◆ Problem statement
The result should consist solely of the line containing "Target: brick paver" and the lines that follow it below, each reproduced exactly, the last line included.

◆ Records for this exercise
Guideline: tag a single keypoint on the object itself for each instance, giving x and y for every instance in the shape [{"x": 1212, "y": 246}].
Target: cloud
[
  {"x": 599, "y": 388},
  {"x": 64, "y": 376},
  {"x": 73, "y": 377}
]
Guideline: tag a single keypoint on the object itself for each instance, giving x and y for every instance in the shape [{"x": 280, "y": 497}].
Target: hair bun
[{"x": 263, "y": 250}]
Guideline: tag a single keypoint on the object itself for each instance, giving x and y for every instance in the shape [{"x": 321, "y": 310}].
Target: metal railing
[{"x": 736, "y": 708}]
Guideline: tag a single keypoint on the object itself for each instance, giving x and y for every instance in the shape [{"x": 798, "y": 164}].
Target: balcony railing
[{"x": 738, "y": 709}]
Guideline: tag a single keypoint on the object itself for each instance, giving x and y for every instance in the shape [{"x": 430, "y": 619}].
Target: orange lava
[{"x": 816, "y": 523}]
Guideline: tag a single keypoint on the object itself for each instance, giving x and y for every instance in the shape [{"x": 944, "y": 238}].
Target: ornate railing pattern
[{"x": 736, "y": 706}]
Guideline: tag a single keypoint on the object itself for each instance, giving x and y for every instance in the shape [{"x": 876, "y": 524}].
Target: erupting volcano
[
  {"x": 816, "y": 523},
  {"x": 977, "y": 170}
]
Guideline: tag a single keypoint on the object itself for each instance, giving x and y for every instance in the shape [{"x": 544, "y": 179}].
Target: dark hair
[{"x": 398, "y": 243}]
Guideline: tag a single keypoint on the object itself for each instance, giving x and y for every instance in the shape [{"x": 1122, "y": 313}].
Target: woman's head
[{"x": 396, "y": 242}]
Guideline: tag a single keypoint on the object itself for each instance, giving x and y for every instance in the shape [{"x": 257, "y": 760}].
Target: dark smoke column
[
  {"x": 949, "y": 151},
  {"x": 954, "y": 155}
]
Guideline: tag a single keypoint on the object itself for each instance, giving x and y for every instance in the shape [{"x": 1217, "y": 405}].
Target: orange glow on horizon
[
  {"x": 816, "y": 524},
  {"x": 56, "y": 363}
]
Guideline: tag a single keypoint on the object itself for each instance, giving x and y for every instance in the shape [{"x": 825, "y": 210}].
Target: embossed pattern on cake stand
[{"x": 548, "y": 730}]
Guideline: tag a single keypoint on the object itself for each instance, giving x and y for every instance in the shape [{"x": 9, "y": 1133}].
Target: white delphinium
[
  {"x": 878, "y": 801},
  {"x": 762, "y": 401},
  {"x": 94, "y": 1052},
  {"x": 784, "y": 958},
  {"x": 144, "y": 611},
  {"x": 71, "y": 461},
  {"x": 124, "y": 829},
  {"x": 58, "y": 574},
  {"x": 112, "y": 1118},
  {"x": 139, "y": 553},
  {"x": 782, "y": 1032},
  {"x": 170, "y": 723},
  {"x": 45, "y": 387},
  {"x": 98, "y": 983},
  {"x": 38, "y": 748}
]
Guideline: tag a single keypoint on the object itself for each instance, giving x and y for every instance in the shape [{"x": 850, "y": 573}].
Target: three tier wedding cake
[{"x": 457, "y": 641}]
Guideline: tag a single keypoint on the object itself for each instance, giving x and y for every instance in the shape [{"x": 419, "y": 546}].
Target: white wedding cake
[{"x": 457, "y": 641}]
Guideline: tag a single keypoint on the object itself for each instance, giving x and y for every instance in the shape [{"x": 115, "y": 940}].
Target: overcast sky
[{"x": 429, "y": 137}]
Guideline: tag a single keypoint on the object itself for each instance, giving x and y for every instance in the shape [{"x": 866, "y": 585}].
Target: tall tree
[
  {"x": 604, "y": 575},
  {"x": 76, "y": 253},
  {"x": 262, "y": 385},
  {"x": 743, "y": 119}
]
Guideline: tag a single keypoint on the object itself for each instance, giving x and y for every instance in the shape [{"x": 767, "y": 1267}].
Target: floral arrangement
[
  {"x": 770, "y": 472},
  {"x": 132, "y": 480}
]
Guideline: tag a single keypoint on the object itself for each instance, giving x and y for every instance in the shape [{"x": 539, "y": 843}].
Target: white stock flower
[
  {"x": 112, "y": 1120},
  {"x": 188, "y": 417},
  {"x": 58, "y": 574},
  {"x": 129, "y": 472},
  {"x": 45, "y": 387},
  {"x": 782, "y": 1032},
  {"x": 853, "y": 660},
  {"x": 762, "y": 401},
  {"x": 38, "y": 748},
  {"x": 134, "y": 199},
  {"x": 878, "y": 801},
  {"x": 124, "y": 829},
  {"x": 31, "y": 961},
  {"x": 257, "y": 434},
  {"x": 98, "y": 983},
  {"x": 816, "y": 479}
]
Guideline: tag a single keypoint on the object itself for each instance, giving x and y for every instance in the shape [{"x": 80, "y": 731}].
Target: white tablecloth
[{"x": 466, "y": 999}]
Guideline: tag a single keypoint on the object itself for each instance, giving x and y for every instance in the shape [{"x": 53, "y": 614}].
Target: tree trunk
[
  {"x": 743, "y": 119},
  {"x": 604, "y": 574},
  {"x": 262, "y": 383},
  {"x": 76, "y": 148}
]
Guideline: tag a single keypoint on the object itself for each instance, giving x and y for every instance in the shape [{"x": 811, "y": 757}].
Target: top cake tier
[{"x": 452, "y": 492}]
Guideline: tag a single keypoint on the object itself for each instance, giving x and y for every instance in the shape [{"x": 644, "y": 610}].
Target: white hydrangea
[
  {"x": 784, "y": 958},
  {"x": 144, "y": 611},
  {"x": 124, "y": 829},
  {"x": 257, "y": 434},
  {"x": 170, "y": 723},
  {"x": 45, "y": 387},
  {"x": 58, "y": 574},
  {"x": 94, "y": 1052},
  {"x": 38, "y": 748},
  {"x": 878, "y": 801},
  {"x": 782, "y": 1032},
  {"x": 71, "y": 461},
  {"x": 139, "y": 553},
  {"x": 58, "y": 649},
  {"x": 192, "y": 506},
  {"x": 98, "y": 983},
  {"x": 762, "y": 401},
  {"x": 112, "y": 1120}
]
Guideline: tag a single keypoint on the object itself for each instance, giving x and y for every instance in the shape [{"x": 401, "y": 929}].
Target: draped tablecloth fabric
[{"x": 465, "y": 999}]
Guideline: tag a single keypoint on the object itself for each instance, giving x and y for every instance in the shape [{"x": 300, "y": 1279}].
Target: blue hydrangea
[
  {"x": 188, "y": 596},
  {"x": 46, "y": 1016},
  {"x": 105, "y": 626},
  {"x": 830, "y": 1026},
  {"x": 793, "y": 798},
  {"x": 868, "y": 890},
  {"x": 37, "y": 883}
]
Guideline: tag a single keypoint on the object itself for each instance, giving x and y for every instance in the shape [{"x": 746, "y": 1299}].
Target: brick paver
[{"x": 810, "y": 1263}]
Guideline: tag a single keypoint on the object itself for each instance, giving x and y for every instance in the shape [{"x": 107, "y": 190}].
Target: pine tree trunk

◆ Response
Target: brick paver
[{"x": 810, "y": 1263}]
Guideline: tag a single keypoint on the object itself for each instance, giving x and y for every instance in the shape [{"x": 107, "y": 190}].
Target: pine tree trunk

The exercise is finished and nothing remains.